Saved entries
● ● ● ●

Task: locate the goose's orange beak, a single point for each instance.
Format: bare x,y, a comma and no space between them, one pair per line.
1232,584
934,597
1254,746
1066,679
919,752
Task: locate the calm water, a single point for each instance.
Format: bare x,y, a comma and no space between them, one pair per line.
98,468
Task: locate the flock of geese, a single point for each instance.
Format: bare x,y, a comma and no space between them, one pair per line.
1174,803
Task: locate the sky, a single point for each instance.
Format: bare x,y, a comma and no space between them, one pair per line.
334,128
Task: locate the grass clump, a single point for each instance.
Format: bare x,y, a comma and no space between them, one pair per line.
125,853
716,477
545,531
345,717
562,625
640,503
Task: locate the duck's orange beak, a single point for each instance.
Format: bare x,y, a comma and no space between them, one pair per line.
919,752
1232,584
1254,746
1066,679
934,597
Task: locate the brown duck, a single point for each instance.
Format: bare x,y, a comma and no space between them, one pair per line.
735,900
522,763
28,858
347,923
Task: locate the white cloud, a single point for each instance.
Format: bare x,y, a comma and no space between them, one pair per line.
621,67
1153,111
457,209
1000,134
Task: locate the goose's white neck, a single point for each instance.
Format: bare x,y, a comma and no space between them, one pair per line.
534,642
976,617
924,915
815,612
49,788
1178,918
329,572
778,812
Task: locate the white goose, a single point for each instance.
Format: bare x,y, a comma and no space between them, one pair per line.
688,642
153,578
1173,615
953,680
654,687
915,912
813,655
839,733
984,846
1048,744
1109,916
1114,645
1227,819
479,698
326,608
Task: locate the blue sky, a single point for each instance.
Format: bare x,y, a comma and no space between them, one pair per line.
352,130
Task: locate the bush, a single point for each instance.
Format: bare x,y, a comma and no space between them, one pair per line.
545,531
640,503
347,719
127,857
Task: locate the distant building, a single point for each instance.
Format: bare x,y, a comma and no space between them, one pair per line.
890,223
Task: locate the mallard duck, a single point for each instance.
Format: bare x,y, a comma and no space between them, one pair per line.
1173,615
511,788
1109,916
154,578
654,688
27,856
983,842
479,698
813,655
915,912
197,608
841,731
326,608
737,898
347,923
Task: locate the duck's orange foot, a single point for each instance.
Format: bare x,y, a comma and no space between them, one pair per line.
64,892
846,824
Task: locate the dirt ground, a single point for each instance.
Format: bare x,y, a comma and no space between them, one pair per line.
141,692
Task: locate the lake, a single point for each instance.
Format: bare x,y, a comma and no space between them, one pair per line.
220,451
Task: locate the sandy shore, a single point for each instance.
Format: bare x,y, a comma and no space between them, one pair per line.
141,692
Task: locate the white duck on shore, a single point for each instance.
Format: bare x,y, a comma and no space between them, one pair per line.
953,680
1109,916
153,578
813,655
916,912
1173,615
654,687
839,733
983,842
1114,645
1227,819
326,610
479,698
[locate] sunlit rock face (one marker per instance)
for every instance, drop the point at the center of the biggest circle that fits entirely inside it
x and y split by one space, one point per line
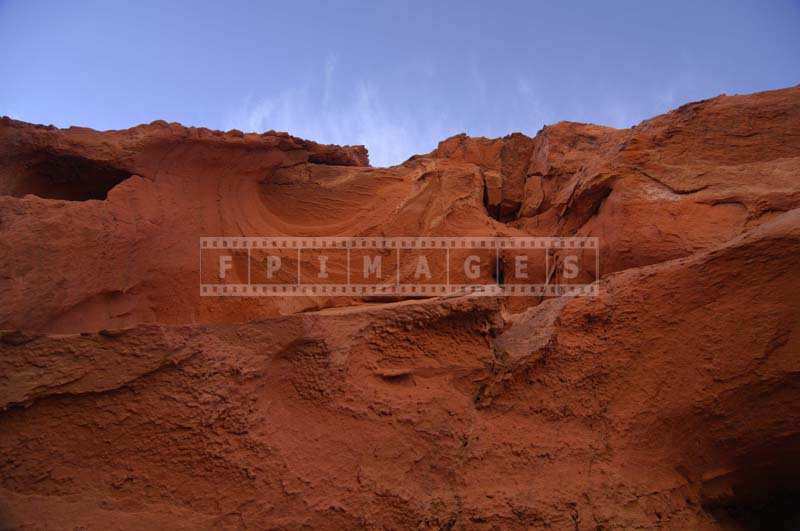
669 400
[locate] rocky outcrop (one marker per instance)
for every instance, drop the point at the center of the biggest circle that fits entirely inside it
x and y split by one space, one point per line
668 401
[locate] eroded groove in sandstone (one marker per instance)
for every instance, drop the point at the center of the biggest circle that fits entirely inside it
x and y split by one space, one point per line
667 401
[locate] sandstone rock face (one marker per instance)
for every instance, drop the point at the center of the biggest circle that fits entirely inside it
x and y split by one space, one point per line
668 401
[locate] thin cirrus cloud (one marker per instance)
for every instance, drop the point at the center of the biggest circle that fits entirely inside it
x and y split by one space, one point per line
359 115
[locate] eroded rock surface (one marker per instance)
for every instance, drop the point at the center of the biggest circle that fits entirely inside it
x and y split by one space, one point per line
668 401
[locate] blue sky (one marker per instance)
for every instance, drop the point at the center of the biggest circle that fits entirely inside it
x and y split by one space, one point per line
395 76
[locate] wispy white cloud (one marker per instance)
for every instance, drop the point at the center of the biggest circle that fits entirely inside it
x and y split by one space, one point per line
358 115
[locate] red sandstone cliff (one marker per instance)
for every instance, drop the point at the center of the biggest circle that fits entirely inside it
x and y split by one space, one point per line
670 400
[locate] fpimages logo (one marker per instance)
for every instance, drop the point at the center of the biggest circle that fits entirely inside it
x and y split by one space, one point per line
404 266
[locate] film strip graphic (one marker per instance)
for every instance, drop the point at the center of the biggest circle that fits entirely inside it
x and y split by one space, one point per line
398 266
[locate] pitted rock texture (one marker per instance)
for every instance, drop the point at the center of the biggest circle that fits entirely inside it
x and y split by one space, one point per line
668 401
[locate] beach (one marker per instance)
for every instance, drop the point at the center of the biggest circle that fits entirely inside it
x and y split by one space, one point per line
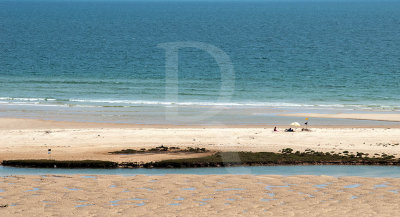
194 195
30 139
168 108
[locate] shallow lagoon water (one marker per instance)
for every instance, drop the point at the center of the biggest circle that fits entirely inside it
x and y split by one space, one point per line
328 170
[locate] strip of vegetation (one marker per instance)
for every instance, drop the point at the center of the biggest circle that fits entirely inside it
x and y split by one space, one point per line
61 164
161 149
286 157
225 159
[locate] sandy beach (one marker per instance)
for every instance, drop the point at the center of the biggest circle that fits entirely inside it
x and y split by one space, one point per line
30 139
193 195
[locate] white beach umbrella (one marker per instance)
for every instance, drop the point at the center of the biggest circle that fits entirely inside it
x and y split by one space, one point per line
295 124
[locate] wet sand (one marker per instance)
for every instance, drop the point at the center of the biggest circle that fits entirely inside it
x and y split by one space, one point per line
198 195
354 116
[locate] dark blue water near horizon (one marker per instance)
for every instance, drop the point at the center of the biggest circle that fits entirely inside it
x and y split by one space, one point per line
283 53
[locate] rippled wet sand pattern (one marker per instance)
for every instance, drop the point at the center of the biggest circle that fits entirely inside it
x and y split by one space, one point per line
198 195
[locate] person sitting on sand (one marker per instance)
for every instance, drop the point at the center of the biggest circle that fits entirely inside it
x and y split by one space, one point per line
289 130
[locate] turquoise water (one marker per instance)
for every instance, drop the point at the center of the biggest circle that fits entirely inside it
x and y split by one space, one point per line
101 60
363 171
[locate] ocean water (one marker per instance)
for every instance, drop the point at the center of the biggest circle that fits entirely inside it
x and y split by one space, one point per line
103 61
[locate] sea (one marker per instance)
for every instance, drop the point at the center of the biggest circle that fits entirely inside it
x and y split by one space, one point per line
198 62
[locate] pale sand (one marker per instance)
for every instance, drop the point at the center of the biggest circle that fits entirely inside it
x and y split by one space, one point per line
194 195
354 116
69 141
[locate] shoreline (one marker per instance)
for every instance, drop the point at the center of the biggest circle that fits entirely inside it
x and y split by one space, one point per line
30 139
16 123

● ● ● ●

:: About this exercise ::
Repeat exactly, please, each line from the beginning of the data through the line with "Task: locate the brown" in it, and only those lines.

:: Your solution ::
Task: locate the goose's orange beak, a single point for each instance.
Format: bare x,y, a comma and no space between them, one pair per line.
1232,584
934,597
1254,746
1066,679
919,752
Task: locate the calm water, a single point for each instance.
Format: bare x,y, a comma and no space between them, one pair per line.
98,468
Task: locate the flock of geese, a single point for each instance.
Format: bare x,y, a comma and no space between them, one pair per line.
1174,803
Task: locate the sky, a single point for each instance.
Format: bare x,y, a comma and no space between them, one pair per line.
334,128
Task: locate the grass clump, a single point for each instance.
Format: bare x,y, a comma and no space between them, one pair per line.
125,853
716,477
545,531
345,717
562,625
640,503
Task: locate the duck's orange beak, a single point for each instance.
Format: bare x,y, a comma and no space between them, one pair per line.
919,752
1232,584
1254,746
1066,679
934,597
Task: locate the brown duck, a single point for each instance.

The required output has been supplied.